ABOUT THIS TASK
An exact transcription of all the records below is required, without any images.
START DATA PROVIDED
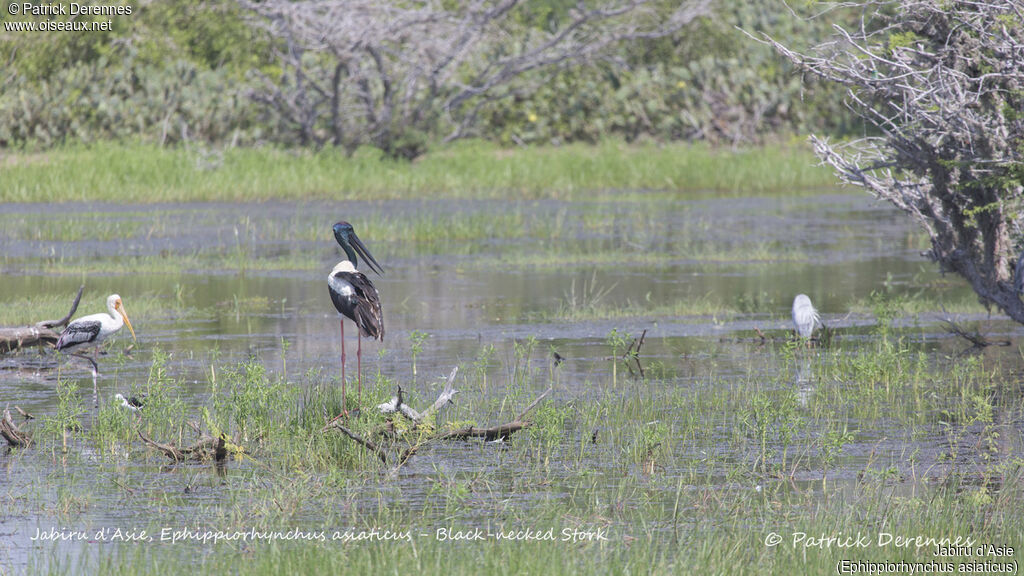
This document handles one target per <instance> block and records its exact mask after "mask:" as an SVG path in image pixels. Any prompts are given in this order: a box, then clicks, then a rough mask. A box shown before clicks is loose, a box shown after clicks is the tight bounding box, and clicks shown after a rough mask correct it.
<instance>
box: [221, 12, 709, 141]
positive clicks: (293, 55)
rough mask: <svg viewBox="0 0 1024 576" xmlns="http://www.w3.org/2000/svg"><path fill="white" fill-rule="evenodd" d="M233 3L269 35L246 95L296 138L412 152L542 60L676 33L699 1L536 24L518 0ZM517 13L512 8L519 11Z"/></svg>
mask: <svg viewBox="0 0 1024 576" xmlns="http://www.w3.org/2000/svg"><path fill="white" fill-rule="evenodd" d="M239 2H240V3H241V4H242V6H244V7H245V8H247V9H248V10H250V12H251V13H252V14H254V15H255V16H256V20H257V22H258V23H260V25H261V26H262V27H264V28H265V29H266V30H267V31H268V32H269V34H270V35H271V37H272V38H274V39H275V40H276V41H278V44H276V48H275V50H276V53H275V55H276V58H278V60H279V61H280V63H281V66H282V74H281V76H280V78H272V79H271V78H267V77H265V76H263V77H262V80H263V88H262V89H261V90H258V91H256V92H254V93H253V97H254V98H255V99H256V100H258V101H261V102H264V104H265V105H267V106H268V108H269V109H270V110H272V111H274V112H275V114H276V115H278V116H279V118H280V121H282V122H284V123H286V125H288V126H291V127H292V128H294V129H295V130H296V131H297V133H298V140H299V142H300V143H302V145H314V146H325V145H332V146H336V147H343V148H344V149H346V150H348V151H352V150H354V149H355V148H356V147H358V146H361V145H365V143H370V145H372V146H376V147H378V148H380V149H381V150H383V151H384V152H385V153H387V154H388V155H390V156H395V157H404V158H415V157H416V156H419V155H420V154H422V153H423V152H424V151H425V143H426V137H427V136H428V135H430V134H434V133H437V132H438V131H442V133H446V136H445V139H446V140H452V139H456V138H460V137H463V136H466V135H468V134H470V133H472V130H473V128H474V126H475V124H476V120H477V116H478V113H479V112H480V110H481V108H482V107H483V106H485V105H486V104H487V102H489V101H494V100H496V99H500V98H503V97H508V96H510V95H511V94H513V93H514V92H515V90H528V88H529V85H528V82H526V83H523V80H524V78H526V77H530V78H532V79H534V81H540V80H539V79H542V78H543V72H544V71H545V70H548V69H552V70H553V69H557V68H559V67H566V66H571V65H575V64H580V63H585V61H588V60H592V59H594V58H599V57H603V56H607V55H608V54H609V52H610V50H611V49H612V48H614V47H615V46H616V45H618V44H620V43H622V42H626V41H630V40H639V39H648V38H657V37H662V36H665V35H669V34H672V33H675V32H677V31H678V30H679V29H680V28H682V27H683V26H684V25H686V24H687V23H689V22H691V20H692V19H693V18H695V17H697V16H698V15H701V14H703V13H705V12H706V10H707V7H708V4H709V3H710V2H711V0H685V1H683V2H679V3H674V4H673V5H672V7H671V8H667V7H666V4H665V3H664V2H654V1H652V0H597V1H595V2H584V1H583V0H581V1H580V2H579V3H578V4H577V5H575V7H574V8H572V9H570V10H569V11H568V13H567V14H565V15H564V17H562V18H559V19H560V22H559V23H558V24H557V25H555V26H552V27H550V28H549V29H548V30H542V29H541V28H538V27H531V26H527V25H524V24H522V23H521V22H518V20H517V18H516V17H515V16H516V14H517V10H527V9H528V8H524V7H523V6H522V4H527V3H524V2H520V1H518V0H411V1H399V0H326V1H302V0H299V1H292V0H264V1H259V2H258V1H251V0H239ZM520 15H521V14H520Z"/></svg>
END DATA PROVIDED
ANSWER TO THE EXERCISE
This document handles one target per <instance> block and records its exact mask after "mask:" as an SVG path in image pixels. Any prompts are given in this order: a box, then clicks, then a rough mask. A box shown before clicks is loose, a box shown after clicks is the tight bounding box, and clicks shown after a rough mask correct it.
<instance>
box: [221, 12, 709, 141]
positive clicks: (293, 55)
rough mask: <svg viewBox="0 0 1024 576" xmlns="http://www.w3.org/2000/svg"><path fill="white" fill-rule="evenodd" d="M233 3L269 35L246 95L296 138L412 152L542 60L676 33L699 1L536 24L518 0ZM517 13L512 8L519 11Z"/></svg>
mask: <svg viewBox="0 0 1024 576" xmlns="http://www.w3.org/2000/svg"><path fill="white" fill-rule="evenodd" d="M239 2H240V3H241V4H242V6H244V7H245V8H247V9H248V10H250V12H251V13H252V14H254V15H255V16H256V20H257V22H258V23H260V25H261V26H262V27H264V28H265V29H266V30H267V31H268V32H269V34H270V35H271V37H272V38H274V39H275V40H276V41H278V44H276V48H275V50H276V53H275V55H276V58H278V60H279V61H280V63H281V66H282V74H281V76H280V78H272V79H271V78H267V77H265V76H263V77H262V80H263V88H262V89H261V90H258V91H256V92H254V93H253V97H254V98H255V99H256V100H258V101H261V102H264V104H265V105H267V106H268V108H269V109H270V110H272V111H274V112H275V114H276V115H278V116H279V118H280V121H282V122H284V123H286V125H288V126H291V127H292V128H294V129H295V130H296V131H297V133H298V140H299V142H300V143H302V145H314V146H325V145H332V146H336V147H343V148H344V149H346V150H348V151H352V150H354V149H355V148H356V147H358V146H361V145H365V143H370V145H372V146H376V147H378V148H380V149H381V150H383V151H384V152H385V153H387V154H388V155H390V156H395V157H404V158H415V157H416V156H419V155H420V154H422V153H423V152H424V151H425V143H426V137H427V136H428V135H430V134H434V133H437V132H438V131H442V133H446V136H445V139H446V140H452V139H456V138H460V137H463V136H466V135H468V134H470V133H472V130H473V128H474V126H475V124H476V120H477V116H478V113H479V112H480V110H481V108H482V107H483V106H485V105H486V104H487V102H489V101H494V100H496V99H500V98H503V97H508V96H510V95H511V94H513V93H514V92H515V90H528V88H529V85H528V82H526V83H523V80H524V78H526V77H530V78H532V79H534V81H540V80H539V79H542V78H543V72H544V71H545V70H548V69H552V70H553V69H557V68H559V67H566V66H571V65H575V64H580V63H585V61H588V60H592V59H594V58H599V57H603V56H607V55H608V54H609V52H610V50H611V49H612V48H614V47H615V46H616V45H618V44H620V43H622V42H626V41H630V40H639V39H648V38H657V37H662V36H665V35H669V34H672V33H675V32H677V31H678V30H679V29H680V28H682V27H683V26H684V25H686V24H687V23H689V22H691V20H692V19H693V18H695V17H697V16H698V15H701V14H703V13H705V12H706V10H707V7H708V4H709V3H710V2H711V0H685V1H683V2H679V3H674V4H673V5H672V7H671V8H667V7H666V4H665V3H664V2H654V1H652V0H597V1H595V2H584V1H583V0H581V1H580V2H579V3H578V4H577V5H575V7H574V8H572V9H570V10H569V11H568V13H567V14H565V15H564V17H562V18H559V19H560V22H559V23H558V24H557V25H555V26H552V27H550V28H549V29H548V30H542V29H541V28H538V27H531V26H527V25H524V24H522V23H521V22H518V20H517V18H516V17H515V16H516V14H517V10H527V9H528V8H524V7H523V6H522V4H527V3H524V2H520V1H518V0H411V1H399V0H326V1H302V0H299V1H292V0H264V1H259V2H258V1H251V0H239ZM520 15H521V14H520Z"/></svg>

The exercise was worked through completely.